▸ **Written instruction A**: Extract the portion of the forum thread from "Hi, I am new" to "of being typical..." verbatim.

▸ **Quoted passage**:
# considering divorce



## 17years (Nov 12, 2011)

Hi, I am new here-never thought I would be here, but thought I would try this before talking to an attorney. No big problems, except that we have been married for 17 years and I am not happy. I basically feel ignored and unwanted-husband says he loves me but it does not feel like it. Have tried talking to him but I don't think he takes me seriously-he does not realize how close I am to wanting to end the marriage and move on. I feel like I am too young to live in a marriage where we are just comfortable or more like companions. Even after I tell him what is missing and what would help-a little more attention, plan a night out every now and then- he says yes he gets it but nothing changes....I guess this is typical after this many years of marriage but I guess I am just tired of being typical...


----------



## that_girl (Jul 6, 2011)

I think you need to tell him exactly what you wrote there.

You say he doesn't realize how close you are to calling it quits. Make him realize it by TELLING him.


----------



## couple (Nov 6, 2010)

I recently found out that my wife is pretty much where you are. I would have liked it if she discussed this with me so that i didn't have to discover it myself.


----------



## 17years (Nov 12, 2011)

thank you for your comments. i feel like i have told him how i feel and what is going on with me, but it would not hurt to try one more time. i feel like he thinks i am just being overly sensitive or dramatic and it will pass, but this time is different for me. i feel like life is too short to stay in a relationship where you don't feel valued or wanted, etc... it's not like there is any one huge problem, just indfference and the times where there is more are getting fewer and further between. thanks again for your thoughts


----------



## that_girl (Jul 6, 2011)

17years said:


> thank you for your comments. i feel like i have told him how i feel and what is going on with me, but it would not hurt to try one more time. i feel like he thinks i am just being overly sensitive or dramatic and it will pass, but this time is different for me. i feel like life is too short to stay in a relationship where you don't feel valued or wanted, etc... it's not like there is any one huge problem, just indfference and the times where there is more are getting fewer and further between. thanks again for your thoughts


Say it just how you feel it.

"If things don't change, I will leave." Blunt and to the point. People can't read your mind or what you REALLY mean. Say what you really mean. Make it serious.


----------



## YupItsMe (Sep 29, 2011)

17years said:


> i feel like i have told him how i feel and what is going on with me,
> 
> _*No you havent yet. It was way too gentle. I was told by my wife the cold hard reality you are describing now and it woke my the **** up instantly. I turned in around about four years ago by reading my azz off what women want.

▸ **Written instruction B**: Substitute "skylight" for "window pane" throughout the entries below, leaving everything else in them unchanged.

▸ **Coordinate labeling data**:
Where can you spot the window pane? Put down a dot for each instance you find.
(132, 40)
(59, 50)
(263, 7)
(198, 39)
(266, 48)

▸ **Full output A**:
Hi, I am new here-never thought I would be here, but thought I would try this before talking to an attorney. No big problems, except that we have been married for 17 years and I am not happy. I basically feel ignored and unwanted-husband says he loves me but it does not feel like it. Have tried talking to him but I don't think he takes me seriously-he does not realize how close I am to wanting to end the marriage and move on. I feel like I am too young to live in a marriage where we are just comfortable or more like companions. Even after I tell him what is missing and what would help-a little more attention, plan a night out every now and then- he says yes he gets it but nothing changes....I guess this is typical after this many years of marriage but I guess I am just tired of being typical...

▸ **Full output B**:
Where can you spot the skylight? Put down a dot for each instance you find.
(132, 40)
(59, 50)
(263, 7)
(198, 39)
(266, 48)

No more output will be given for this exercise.